WRITTEN TASK » Lay out every line of the dataset excerpt below as a numbered list, leaving out any blank lines.

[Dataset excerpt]
-- START --
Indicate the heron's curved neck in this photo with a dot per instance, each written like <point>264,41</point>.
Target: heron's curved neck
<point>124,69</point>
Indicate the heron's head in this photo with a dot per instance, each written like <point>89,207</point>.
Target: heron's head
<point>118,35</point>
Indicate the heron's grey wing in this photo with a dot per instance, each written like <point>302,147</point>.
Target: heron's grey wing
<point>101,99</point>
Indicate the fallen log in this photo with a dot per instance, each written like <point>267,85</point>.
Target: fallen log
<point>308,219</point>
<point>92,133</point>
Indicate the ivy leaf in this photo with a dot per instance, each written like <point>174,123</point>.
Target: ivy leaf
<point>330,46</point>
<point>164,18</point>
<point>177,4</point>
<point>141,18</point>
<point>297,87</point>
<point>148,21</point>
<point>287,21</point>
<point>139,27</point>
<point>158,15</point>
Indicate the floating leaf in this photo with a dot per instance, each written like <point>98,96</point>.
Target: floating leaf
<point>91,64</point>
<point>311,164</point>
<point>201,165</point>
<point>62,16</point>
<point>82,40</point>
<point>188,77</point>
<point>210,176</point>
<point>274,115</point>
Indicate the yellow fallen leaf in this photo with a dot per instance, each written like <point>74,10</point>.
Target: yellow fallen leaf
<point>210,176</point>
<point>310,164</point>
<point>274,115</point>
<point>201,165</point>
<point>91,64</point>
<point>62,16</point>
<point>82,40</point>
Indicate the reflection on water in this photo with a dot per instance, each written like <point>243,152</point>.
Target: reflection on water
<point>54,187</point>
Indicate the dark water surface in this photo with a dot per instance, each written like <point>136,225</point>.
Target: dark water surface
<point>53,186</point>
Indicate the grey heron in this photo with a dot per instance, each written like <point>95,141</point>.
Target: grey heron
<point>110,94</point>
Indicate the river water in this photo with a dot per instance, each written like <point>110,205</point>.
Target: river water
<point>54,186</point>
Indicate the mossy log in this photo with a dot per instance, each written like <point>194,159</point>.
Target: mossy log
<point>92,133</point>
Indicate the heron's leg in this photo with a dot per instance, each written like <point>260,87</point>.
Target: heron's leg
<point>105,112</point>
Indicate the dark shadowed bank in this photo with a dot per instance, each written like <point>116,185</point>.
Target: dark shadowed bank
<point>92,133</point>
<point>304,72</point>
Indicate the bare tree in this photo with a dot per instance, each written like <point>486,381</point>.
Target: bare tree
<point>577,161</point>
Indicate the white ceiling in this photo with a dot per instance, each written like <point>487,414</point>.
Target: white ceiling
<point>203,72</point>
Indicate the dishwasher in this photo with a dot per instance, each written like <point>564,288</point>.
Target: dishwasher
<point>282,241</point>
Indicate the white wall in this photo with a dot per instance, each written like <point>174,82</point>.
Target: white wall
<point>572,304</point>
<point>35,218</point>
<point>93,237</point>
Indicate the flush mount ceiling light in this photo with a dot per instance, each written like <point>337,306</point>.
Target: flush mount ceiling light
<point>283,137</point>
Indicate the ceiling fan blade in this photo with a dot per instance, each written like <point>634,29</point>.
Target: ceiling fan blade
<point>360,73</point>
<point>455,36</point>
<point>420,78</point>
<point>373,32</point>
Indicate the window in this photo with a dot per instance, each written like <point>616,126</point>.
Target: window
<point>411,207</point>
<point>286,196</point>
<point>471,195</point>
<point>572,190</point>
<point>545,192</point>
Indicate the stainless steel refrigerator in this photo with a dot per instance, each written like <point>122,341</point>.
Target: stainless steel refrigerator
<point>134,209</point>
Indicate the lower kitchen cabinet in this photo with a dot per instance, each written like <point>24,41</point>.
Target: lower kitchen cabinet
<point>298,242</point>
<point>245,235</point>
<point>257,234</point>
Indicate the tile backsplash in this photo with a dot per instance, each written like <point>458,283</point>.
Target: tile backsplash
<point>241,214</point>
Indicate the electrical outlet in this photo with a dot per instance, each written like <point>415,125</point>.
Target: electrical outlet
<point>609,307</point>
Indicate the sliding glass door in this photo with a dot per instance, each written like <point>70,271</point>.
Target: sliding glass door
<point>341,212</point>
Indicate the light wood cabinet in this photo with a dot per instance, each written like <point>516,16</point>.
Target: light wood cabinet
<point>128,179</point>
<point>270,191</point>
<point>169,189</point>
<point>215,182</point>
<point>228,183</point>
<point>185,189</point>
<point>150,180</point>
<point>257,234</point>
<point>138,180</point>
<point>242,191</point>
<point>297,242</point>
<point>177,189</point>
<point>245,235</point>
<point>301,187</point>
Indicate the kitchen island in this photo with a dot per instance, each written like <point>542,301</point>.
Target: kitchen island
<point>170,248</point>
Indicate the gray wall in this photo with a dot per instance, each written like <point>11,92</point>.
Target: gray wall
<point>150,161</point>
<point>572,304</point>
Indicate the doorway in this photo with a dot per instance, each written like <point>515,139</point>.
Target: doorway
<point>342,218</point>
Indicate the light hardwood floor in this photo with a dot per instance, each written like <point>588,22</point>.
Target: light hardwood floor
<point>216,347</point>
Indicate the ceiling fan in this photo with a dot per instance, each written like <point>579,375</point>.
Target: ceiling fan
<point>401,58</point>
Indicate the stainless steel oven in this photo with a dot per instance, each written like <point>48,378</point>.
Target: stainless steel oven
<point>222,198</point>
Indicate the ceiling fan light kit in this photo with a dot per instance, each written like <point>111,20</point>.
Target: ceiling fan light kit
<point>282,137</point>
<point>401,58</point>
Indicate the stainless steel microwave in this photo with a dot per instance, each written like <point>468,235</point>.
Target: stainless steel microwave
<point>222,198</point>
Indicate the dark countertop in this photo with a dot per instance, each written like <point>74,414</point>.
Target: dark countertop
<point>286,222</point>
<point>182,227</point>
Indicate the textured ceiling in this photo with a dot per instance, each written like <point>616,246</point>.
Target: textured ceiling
-- END --
OUTPUT »
1. Indicate the heron's curved neck in this photo with a dot per instance, each written like <point>264,41</point>.
2. Target: heron's curved neck
3. <point>124,69</point>
4. Indicate the heron's head in this photo with a dot per instance, each written like <point>89,207</point>.
5. Target: heron's head
6. <point>118,35</point>
7. Indicate the heron's grey wing in this photo with a dot per instance, each written like <point>302,147</point>.
8. Target: heron's grey wing
9. <point>101,99</point>
10. Indicate the fallen log in this photo with a dot per instance, each written like <point>267,85</point>.
11. Target: fallen log
12. <point>308,219</point>
13. <point>92,133</point>
14. Indicate the ivy leaf in this photo with a dot per instance, each written like <point>174,123</point>.
15. Target: ivy leaf
16. <point>330,46</point>
17. <point>164,18</point>
18. <point>177,4</point>
19. <point>141,18</point>
20. <point>297,87</point>
21. <point>148,21</point>
22. <point>287,21</point>
23. <point>139,27</point>
24. <point>158,15</point>
25. Indicate the floating leaf in this photo with a dot per instance, each written like <point>98,96</point>.
26. Target: floating leaf
27. <point>91,64</point>
28. <point>311,164</point>
29. <point>201,165</point>
30. <point>62,16</point>
31. <point>82,40</point>
32. <point>188,77</point>
33. <point>210,176</point>
34. <point>274,115</point>
35. Indicate the yellow fallen leaf in this photo with a dot per instance, each written like <point>74,10</point>.
36. Target: yellow fallen leaf
37. <point>210,176</point>
38. <point>310,164</point>
39. <point>274,115</point>
40. <point>201,165</point>
41. <point>91,64</point>
42. <point>62,16</point>
43. <point>82,40</point>
44. Indicate the reflection on water in this photo with a dot per instance, each written like <point>243,152</point>.
45. Target: reflection on water
46. <point>54,187</point>
47. Indicate the dark water surface in this photo with a dot per instance, each written like <point>136,225</point>.
48. Target: dark water surface
49. <point>53,186</point>
50. Indicate the grey heron in this photo with a dot per instance, each written like <point>95,141</point>.
51. Target: grey heron
52. <point>110,94</point>
53. Indicate the river water in this photo with a dot per instance, each written like <point>110,205</point>.
54. Target: river water
55. <point>54,186</point>
56. Indicate the mossy log in this photo with a dot per instance, each written like <point>194,159</point>.
57. Target: mossy log
58. <point>92,133</point>
59. Indicate the heron's leg in this photo with a dot per instance, each written like <point>260,87</point>.
60. Target: heron's leg
61. <point>105,112</point>
62. Indicate the dark shadowed bank in this photo with a dot per instance, each written like <point>116,185</point>.
63. Target: dark shadowed bank
64. <point>92,133</point>
65. <point>304,72</point>
66. Indicate the bare tree in this photo with a dot per instance, each written like <point>486,381</point>.
67. Target: bare tree
68. <point>577,161</point>
69. Indicate the white ceiling in this photo with a dot per instance, each written like <point>487,414</point>.
70. Target: white ceiling
71. <point>203,72</point>
72. Indicate the dishwasher in this photo with a dot per instance, each written like <point>564,288</point>.
73. Target: dishwasher
74. <point>282,241</point>
75. Indicate the white wall in this photo with a dot per instance, each written like <point>174,82</point>.
76. Target: white wall
77. <point>572,304</point>
78. <point>35,218</point>
79. <point>93,237</point>
80. Indicate the flush mount ceiling light in this photo with a dot per instance, each written like <point>337,306</point>.
81. Target: flush mount ceiling light
82. <point>283,137</point>
83. Indicate the ceiling fan blade in this photo with a dot per instance, each written like <point>634,29</point>.
84. Target: ceiling fan blade
85. <point>360,73</point>
86. <point>455,36</point>
87. <point>420,78</point>
88. <point>373,32</point>
89. Indicate the window in this photo with a dot per instance, each written like <point>616,126</point>.
90. Target: window
91. <point>411,207</point>
92. <point>286,196</point>
93. <point>471,195</point>
94. <point>572,190</point>
95. <point>545,192</point>
96. Indicate the stainless steel refrigerator in this photo with a dot per instance, each written like <point>122,341</point>.
97. Target: stainless steel refrigerator
98. <point>134,209</point>
99. Indicate the lower kitchen cabinet in this photo with a dot per instance, each written like <point>24,41</point>.
100. Target: lower kitchen cabinet
101. <point>298,242</point>
102. <point>245,235</point>
103. <point>257,234</point>
104. Indicate the tile backsplash in this photo with a dot per instance, each written like <point>458,283</point>.
105. Target: tile backsplash
106. <point>241,214</point>
107. Indicate the electrical outlet in this photo with a dot per instance, each written like <point>415,125</point>.
108. Target: electrical outlet
109. <point>609,307</point>
110. Indicate the sliding glass door in this photo with a dot per instance, each written like <point>70,271</point>.
111. Target: sliding glass door
112. <point>341,212</point>
113. Indicate the light wood cabinet in this photo with a dot per instance, each written like <point>516,16</point>.
114. Target: light wood cabinet
115. <point>128,179</point>
116. <point>270,191</point>
117. <point>169,189</point>
118. <point>215,182</point>
119. <point>228,183</point>
120. <point>185,189</point>
121. <point>150,180</point>
122. <point>257,234</point>
123. <point>138,180</point>
124. <point>242,191</point>
125. <point>297,242</point>
126. <point>177,189</point>
127. <point>245,235</point>
128. <point>301,187</point>
129. Indicate the kitchen island in this photo with a dot per instance, each written like <point>542,301</point>.
130. Target: kitchen island
131. <point>170,248</point>
132. Indicate the gray wall in this photo with a dot per instance, each written like <point>11,92</point>.
133. Target: gray wall
134. <point>150,161</point>
135. <point>572,304</point>
136. Indicate the doorway in this photo with a dot per instance, each written like <point>515,139</point>.
137. Target: doorway
138. <point>342,218</point>
139. Indicate the light hardwood floor in this photo with a dot per instance, each written like <point>588,22</point>.
140. Target: light hardwood floor
141. <point>216,347</point>
142. Indicate the ceiling fan in this photo with a dot per instance, each written like <point>579,375</point>.
143. Target: ceiling fan
144. <point>401,58</point>
145. Indicate the stainless steel oven in this photo with a dot per instance, each written like <point>48,378</point>.
146. Target: stainless steel oven
147. <point>222,198</point>
148. Indicate the ceiling fan light kit in this photo with a dot per instance, each written like <point>111,20</point>.
149. Target: ceiling fan light kit
150. <point>282,137</point>
151. <point>401,58</point>
152. Indicate the stainless steel microwave in this photo with a dot per instance, each written like <point>468,235</point>.
153. Target: stainless steel microwave
154. <point>222,198</point>
155. Indicate the dark countertop in this photo with a dot per instance, each written like <point>74,414</point>.
156. Target: dark countertop
157. <point>286,222</point>
158. <point>182,227</point>
159. Indicate the textured ceiling in this photo with a dot per instance, each written like <point>616,246</point>.
160. Target: textured ceiling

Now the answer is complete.